▸ **Stated problem**: Copy the lines verbatim, beginning with the line that contains "door. Report pixel corners as JSON arrays." and continuing through the end of the data, and only those lines.

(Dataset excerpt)
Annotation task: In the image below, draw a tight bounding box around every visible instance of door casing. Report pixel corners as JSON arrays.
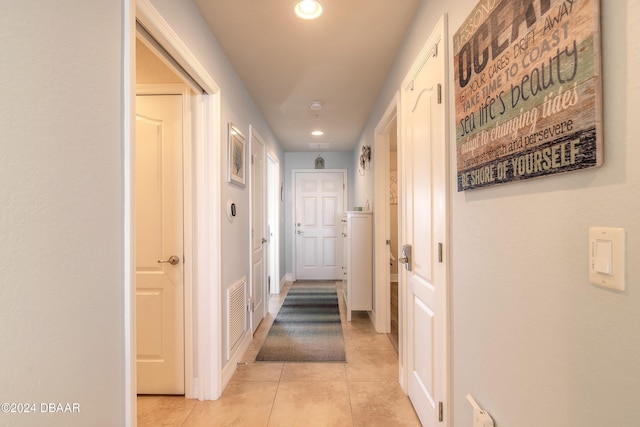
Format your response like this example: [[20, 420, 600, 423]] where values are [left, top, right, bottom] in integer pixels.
[[121, 0, 222, 426], [291, 169, 348, 280]]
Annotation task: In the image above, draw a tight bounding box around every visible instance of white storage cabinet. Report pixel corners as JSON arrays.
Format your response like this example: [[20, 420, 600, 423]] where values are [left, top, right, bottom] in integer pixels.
[[342, 211, 373, 322]]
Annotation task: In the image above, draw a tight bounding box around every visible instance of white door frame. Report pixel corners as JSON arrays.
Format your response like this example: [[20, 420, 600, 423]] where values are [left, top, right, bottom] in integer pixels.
[[122, 0, 222, 426], [372, 92, 402, 338], [291, 169, 349, 281], [267, 149, 281, 294], [249, 125, 269, 333], [398, 14, 453, 427]]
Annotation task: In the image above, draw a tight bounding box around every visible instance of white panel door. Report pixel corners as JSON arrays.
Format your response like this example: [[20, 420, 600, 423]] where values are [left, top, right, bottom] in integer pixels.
[[250, 128, 267, 332], [135, 95, 184, 394], [399, 15, 447, 426], [294, 171, 345, 280]]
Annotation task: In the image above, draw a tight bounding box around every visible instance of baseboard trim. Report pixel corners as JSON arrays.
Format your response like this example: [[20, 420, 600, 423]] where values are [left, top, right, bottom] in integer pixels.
[[222, 330, 253, 391]]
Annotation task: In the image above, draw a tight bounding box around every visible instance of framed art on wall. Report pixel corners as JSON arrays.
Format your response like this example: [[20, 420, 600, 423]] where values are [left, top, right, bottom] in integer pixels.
[[453, 0, 604, 191], [227, 123, 246, 187]]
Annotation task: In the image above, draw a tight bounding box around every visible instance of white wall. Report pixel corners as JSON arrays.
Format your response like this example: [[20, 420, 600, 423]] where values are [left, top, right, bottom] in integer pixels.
[[152, 0, 285, 364], [0, 0, 125, 426], [283, 151, 357, 276], [355, 0, 640, 427]]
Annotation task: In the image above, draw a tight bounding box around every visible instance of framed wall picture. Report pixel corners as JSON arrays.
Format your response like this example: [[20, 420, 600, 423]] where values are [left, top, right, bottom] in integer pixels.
[[453, 0, 604, 191], [227, 123, 247, 187]]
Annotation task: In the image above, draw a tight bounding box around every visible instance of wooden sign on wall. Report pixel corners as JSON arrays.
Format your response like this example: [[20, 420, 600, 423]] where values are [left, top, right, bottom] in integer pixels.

▸ **The reply**:
Annotation task: In the image above, draw a tight bounding box around every visible instance of white panel door. Report pixel corners as JSON arrays.
Format your response like this example: [[20, 420, 600, 423]] where values are [left, top, right, bottom] in integer pixels.
[[250, 128, 267, 332], [135, 95, 184, 394], [399, 15, 447, 426], [294, 171, 345, 280]]
Annotation task: In the image above, draw a tight bounding box around every visible instance of baseboard trim. Report pixel corners as JSON arrays.
Format your response like this example: [[20, 420, 600, 423]] where values are [left, top, right, bottom] in integer pixels.
[[222, 330, 253, 391]]
Annotation task: In the image above, draw a tight bounding box around every visible instance of framed art on wall. Report pixel corners as JSON arrays.
Format your response like this example: [[20, 420, 600, 423]] where values are [left, top, right, bottom] in integer pixels.
[[453, 0, 604, 191], [227, 123, 246, 187]]
Annotation task: In the image above, draw a tight bounding box around every visible instance of white wall. Report pixel corners as JSON arrays.
Format your response like this example: [[20, 420, 600, 423]] where values are [left, top, right, bottom] in integer pixels.
[[152, 0, 285, 364], [0, 0, 125, 426], [283, 151, 357, 276], [355, 0, 640, 427]]
Annotation task: In the image above, draw a tight bounding box around every visible instance of framed wall picture. Report pixel corners as JSON arrays.
Format your response like this example: [[20, 420, 600, 423]] where values are [left, top, right, bottom] in integer pixels.
[[453, 0, 604, 191], [227, 123, 247, 187]]
Annotation task: In the image above, draw a tight bounding box around every visible instance of wooden sign on wall. Report pixel corners as JSON arrays.
Format your response like this example: [[20, 420, 600, 423]] where values are [left, top, right, bottom] in integer pixels.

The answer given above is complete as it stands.